• [PASSAGE PROVIDED]
——————
Yet at times Williams manages to go farther than his restrictions would seem to allow. In "Taking Panfish," a poem about fishing with his father, the circumstances are entirely mundane. The narrator's "bobber dips, dragged bottomward/By unseen fear." He has caught a crappie. He thanks "God/For not permitting [him] to fail" in his father's world. The fish is brought aboard:

                                        Stunned
And motionless, the crappie mouths
A final prayer which, if heard, is not
Allowed. My father whacks it, sheathes
The knife, then, squaring for a shot,
Flings it toward the Evinrude. All day,
As the fish grows slowly stiff and curled,
It fixes one unblinking eye
On me, as though I made this world.

The victim being piscine we have some distance from it. The personification keeps the distance as little as possible. For a moment here, our ability to be inured to the cruelty of life, and our part in it, is shocking. The terrifying nature of the cruelties that may await us—whose desperate prayers may also someday be ineffective—surely helps to explain the defenses and the distance we interpose, the slow corruption we cling to. This poem quietly succeeds on many levels. Every word does precisely the work it is called upon to do.

Appropriately enough, there are poems with other themes. An independent contractor attends to his work with a dedication that leaves Williams thoughtful. The poet has written a series of poems—which are extracted in One Unblinking Eye—about climbing a mountain, which ends with a simple and affecting word of celebration. Two young lovers are delicately drawn in the poem "Delicate Repose." Youth, nature, and dedication to one's work, that is to say, seem tenuously to counterpoise our troubled minds.
——————
Items listed in a dataset:

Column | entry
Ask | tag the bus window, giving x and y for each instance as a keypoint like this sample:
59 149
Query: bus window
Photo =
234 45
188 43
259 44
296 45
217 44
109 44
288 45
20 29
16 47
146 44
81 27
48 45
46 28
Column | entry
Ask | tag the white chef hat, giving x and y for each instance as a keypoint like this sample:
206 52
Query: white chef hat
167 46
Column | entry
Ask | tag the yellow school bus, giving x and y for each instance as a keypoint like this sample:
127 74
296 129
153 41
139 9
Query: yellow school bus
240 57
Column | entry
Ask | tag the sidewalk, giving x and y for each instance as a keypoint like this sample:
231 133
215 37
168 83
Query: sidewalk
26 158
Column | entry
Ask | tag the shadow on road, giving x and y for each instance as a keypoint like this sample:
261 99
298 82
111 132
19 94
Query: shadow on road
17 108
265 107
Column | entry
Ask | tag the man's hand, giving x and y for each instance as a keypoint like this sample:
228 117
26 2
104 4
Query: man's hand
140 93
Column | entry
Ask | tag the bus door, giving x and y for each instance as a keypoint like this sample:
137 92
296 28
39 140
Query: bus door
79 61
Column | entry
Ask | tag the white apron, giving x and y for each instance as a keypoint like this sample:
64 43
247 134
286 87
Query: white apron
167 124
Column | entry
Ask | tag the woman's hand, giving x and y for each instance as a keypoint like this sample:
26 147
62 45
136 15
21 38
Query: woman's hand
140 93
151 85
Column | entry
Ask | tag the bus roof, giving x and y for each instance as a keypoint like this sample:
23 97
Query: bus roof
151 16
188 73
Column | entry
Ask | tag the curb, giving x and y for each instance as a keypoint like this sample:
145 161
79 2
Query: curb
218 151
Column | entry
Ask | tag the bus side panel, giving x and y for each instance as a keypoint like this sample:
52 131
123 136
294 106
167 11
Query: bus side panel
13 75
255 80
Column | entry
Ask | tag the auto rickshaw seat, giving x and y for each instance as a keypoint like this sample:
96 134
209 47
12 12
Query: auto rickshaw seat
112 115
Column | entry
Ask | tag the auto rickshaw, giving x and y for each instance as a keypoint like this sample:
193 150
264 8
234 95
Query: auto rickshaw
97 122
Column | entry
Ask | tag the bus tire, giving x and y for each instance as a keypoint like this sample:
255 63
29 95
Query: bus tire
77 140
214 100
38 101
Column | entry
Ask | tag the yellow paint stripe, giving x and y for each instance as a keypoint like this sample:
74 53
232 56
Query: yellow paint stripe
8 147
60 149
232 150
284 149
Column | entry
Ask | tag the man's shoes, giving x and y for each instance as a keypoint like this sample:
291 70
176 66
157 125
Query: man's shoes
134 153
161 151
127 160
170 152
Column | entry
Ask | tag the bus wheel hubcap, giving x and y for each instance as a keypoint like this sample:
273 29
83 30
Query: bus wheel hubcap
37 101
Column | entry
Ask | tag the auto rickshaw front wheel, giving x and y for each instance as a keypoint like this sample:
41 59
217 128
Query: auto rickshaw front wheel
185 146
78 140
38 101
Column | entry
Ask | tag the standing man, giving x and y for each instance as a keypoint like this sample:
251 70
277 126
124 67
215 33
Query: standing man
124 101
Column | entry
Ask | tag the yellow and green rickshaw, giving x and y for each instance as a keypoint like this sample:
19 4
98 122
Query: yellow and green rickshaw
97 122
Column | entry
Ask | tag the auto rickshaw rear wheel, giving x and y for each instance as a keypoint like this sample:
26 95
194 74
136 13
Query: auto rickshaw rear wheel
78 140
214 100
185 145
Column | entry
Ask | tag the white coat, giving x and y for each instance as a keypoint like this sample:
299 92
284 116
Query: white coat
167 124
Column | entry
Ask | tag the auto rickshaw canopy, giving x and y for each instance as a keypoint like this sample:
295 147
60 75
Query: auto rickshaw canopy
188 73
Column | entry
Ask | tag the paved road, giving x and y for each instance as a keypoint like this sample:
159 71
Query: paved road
——————
• [EXERCISE INSTRUCTIONS]
[A] In the passage on Williams's poetry, what kind of fish is caught in "Taking Panfish"?
[B] Write the next part of the passage on Williams's poetry, picking up after its final sentence.
The listing has no connection to the passage on Williams's poetry.

• [EXERCISE RESULTS]
[A] A crappie.

[B]
There are the more admissible convolutions of our daily life. "Pegging Out"—about a cribbage game—is particularly fine in this vein. Irish sheepherders, farmers, rail-yard workers are glimpsed as they go about their honest toil each living in the twilight of a dying way of life. In the poem "In Pavidus" there is another kind of celebration, as the first signs of spring arrive:

How lightly we've escaped. No scare
Of cancer staggered our routine;
No madness mocked our courtesies.

It is a sentiment that needs no explanation.

One Unblinking Eye took fifteen years in the writing. That in itself is enough to suggest a mystery. But the mystery of Williams goes far deeper. A successful lawyer, owner of a fashionable old farmhouse in the Vermont countryside, dressed (on his book jacket cover, and, as it were, in his poems) from an L.L. Bean catalogue, still something about who we are haunts him. Over the long years—between the affairs of what must surely be a busy life—he has painstakingly written these 32 poems to give us an unusually fine account of what that "something" is.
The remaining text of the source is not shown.